++++ Exercise text ++++

Uncertainty in evidence can be disaggregated into stochastic uncertainty (i.e. patient-level variation or first-order uncertainty) and parameter uncertainty (i.e. second-order uncertainty) [4]. This can be illustrated using a time-to-event parameter, e.g. the time-to-progression after surgery. If, for a certain patient group, this parameter is defined by a mean estimate (Table 1 – Box A), the parameter uncertainty in this mean estimate needs to be accounted for, which can be done using a parametric distribution in the probabilistic sensitivity analysis (PSA) (Table 1 – Box B) [4]. For example, this parameter uncertainty could be reflected by defining a Normal distribution for the mean time-to-progression based on the estimated mean and standard error, by applying the Central Limit Theorem [5]. Additionally, it is possible to account for stochastic uncertainty by using parametric distributions to describe individual patient variation, such as typically used in patient-level state-transition models [6] and discrete event simulation (DES) models [7]. For example, a Weibull distribution [8] can be used in a DES model to derive and assign patient-specific time-to-progression values (Table 1 – Box C), rather than assigning the estimated mean time-to-progression to all patients (Table 1 – Box A). As for the parameter defined by the mean estimate in Box A of Table 1, the uncertainty in the parameters defining this Weibull distributions needs to be accounted for [4]. However, there is currently no clear guidance on how to reflect parameter uncertainty (i.e. second-order uncertainty) in these parametric distributions used to describe stochastic uncertainty (i.e. patient-level variation or fist-order uncertainty) in PSA (Table 1 – Box D).

Table 1 Illustration of the example that is discussed in the introduction

Reflecting parameter uncertainty in parametric distributions is challenging because these distributions are typically defined by multiple parameters, e.g. the shape and scale parameter of the Weibull distribution, with their values preferably estimated from individual patient data (IPD). When estimated from IPD, these distributions’ parameters are correlated for most of the parametric distributions commonly used in health economic analyses, such as Gamma, Beta, Log-Normal, and Weibull distributions [8]. Consequently, it is incorrect to estimate the values of, for example, the shape and scale parameters independently, and to define independent (i.e. separate) distributions for each of these parameters’ uncertainty in PSA. Therefore, guidance is needed towards approaches that maintain the correlation in the parameters of distributions reflecting stochastic uncertainty when accounting for the parameter uncertainty these parameters introduce.

++++ Dataset content ++++

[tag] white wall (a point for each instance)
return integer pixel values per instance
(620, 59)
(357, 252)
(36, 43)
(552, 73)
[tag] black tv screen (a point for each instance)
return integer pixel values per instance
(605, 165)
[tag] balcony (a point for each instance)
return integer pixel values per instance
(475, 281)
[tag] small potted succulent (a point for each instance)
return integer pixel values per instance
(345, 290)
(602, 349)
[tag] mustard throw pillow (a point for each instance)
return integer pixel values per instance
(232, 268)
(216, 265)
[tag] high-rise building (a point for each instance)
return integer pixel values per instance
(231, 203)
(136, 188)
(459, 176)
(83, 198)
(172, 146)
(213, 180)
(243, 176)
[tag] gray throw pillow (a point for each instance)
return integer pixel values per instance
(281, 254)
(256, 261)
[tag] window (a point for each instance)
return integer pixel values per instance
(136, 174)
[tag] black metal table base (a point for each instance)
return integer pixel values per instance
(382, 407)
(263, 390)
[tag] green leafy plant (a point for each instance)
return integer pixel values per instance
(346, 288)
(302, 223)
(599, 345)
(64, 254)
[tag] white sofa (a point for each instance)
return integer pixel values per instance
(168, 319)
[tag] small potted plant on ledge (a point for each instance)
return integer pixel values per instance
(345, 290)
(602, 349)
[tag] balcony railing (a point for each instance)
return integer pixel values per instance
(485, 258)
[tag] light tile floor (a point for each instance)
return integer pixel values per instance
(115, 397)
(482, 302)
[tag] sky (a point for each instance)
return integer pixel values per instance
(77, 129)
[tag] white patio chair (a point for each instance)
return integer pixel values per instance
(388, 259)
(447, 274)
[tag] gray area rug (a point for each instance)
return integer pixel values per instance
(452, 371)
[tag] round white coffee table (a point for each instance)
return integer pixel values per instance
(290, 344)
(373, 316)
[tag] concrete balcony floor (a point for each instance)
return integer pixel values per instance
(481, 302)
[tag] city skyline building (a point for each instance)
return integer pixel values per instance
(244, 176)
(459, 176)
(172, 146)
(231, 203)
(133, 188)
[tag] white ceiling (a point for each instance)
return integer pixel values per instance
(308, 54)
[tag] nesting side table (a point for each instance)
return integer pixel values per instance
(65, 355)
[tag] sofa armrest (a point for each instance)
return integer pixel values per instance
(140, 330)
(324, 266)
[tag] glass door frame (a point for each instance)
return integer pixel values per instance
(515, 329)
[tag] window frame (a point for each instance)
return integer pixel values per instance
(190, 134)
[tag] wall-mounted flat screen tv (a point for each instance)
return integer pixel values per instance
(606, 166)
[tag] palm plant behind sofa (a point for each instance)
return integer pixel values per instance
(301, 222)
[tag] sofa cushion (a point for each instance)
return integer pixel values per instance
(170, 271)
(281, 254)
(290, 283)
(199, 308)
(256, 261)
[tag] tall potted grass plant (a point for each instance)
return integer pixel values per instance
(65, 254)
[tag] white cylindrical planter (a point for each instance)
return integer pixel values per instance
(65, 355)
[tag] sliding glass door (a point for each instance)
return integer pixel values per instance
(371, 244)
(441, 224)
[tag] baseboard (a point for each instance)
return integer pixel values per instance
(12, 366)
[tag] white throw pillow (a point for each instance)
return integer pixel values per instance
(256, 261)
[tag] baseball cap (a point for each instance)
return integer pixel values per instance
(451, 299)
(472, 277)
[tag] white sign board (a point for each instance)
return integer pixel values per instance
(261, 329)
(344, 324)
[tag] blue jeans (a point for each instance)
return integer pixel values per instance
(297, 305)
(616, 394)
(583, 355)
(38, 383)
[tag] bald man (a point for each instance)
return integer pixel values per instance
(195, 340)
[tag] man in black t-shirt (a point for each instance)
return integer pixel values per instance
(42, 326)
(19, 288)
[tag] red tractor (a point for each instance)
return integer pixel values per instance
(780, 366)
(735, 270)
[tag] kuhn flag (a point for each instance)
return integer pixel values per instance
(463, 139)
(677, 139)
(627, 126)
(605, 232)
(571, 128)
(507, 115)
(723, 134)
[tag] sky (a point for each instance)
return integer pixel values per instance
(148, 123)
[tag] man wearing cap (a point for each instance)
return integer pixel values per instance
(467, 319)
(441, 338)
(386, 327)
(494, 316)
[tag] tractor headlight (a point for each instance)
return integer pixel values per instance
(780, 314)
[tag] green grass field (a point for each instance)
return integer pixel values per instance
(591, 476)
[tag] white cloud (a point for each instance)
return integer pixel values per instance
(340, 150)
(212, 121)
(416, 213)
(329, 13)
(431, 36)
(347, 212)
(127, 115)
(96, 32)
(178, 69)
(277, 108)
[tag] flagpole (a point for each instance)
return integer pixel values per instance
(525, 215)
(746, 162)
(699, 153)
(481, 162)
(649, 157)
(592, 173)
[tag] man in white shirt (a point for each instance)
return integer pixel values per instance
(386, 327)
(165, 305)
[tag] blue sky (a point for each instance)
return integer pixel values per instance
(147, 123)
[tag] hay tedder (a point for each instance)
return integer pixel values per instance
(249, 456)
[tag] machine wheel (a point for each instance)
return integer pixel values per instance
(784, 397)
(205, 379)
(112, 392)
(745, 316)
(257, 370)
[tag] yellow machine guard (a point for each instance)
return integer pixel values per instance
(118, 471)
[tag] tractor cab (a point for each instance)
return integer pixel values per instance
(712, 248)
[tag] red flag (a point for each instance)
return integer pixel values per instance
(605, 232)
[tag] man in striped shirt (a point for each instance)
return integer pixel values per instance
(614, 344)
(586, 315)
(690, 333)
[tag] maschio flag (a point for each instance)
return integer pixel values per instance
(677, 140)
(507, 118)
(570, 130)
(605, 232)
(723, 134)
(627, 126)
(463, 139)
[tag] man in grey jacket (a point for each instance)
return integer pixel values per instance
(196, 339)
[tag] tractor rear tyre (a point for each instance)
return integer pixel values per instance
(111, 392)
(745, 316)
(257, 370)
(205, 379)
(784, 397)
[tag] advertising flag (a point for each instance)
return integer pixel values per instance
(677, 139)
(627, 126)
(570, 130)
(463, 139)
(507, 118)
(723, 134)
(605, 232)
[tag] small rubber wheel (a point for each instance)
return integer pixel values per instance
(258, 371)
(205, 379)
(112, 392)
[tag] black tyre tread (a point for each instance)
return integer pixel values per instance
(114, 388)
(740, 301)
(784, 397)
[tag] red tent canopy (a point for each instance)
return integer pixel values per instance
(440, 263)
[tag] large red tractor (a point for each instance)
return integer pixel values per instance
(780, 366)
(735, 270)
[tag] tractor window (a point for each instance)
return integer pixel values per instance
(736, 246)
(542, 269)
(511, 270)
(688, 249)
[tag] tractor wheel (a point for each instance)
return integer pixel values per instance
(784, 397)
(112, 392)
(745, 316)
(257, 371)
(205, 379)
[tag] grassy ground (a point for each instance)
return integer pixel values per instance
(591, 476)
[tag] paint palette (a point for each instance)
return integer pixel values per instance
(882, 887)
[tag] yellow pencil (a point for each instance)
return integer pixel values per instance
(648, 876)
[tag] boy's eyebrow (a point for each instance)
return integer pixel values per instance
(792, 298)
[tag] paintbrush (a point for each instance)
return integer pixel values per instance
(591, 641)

++++

* _Task requirements_
1. Do these statements agree with the text on parameter uncertainty? Answer yes or no for each, and quote the text's deciding words. (a) Parameter uncertainty is also known as first-order uncertainty. (b) In a DES model, a Weibull distribution can give each patient their own time-to-progression value. (c) In PSA, it is correct to define separate, independent distributions for the shape and scale parameters.
2. In the text on parameter uncertainty, rewrite the paragraph beginning "Reflecting parameter uncertainty in parametric distributions is challenging" as a list that keeps its main facts.
3. Summarize the text on parameter uncertainty in two sentences.

* _Answers to the problems_
1.
(a) No: "parameter uncertainty (i.e. second-order uncertainty)"
(b) Yes: "can be used in a DES model to derive and assign patient-specific time-to-progression values"
(c) No: "it is incorrect to estimate the values of, for example, the shape and scale parameters independently"

2.
- Parametric distributions usually have several parameters, such as the Weibull distribution's shape and scale, and these are preferably estimated from individual patient data (IPD).
- When estimated from IPD, the parameters of most distributions common in health economic analyses (Gamma, Beta, Log-Normal, Weibull) are correlated.
- This makes it incorrect to estimate those parameters independently or to give each one a separate distribution in PSA.
- Guidance is needed on approaches that keep this correlation while accounting for parameter uncertainty.

3. Uncertainty in evidence divides into stochastic uncertainty, which is patient-level variation and can be modeled with parametric distributions such as a Weibull distribution in DES models, and parameter uncertainty, which must also be accounted for in the parameters of those distributions. Because these parameters are correlated when estimated from individual patient data, treating them independently in PSA is incorrect, and there is currently no clear guidance on how to reflect this uncertainty while keeping the correlation.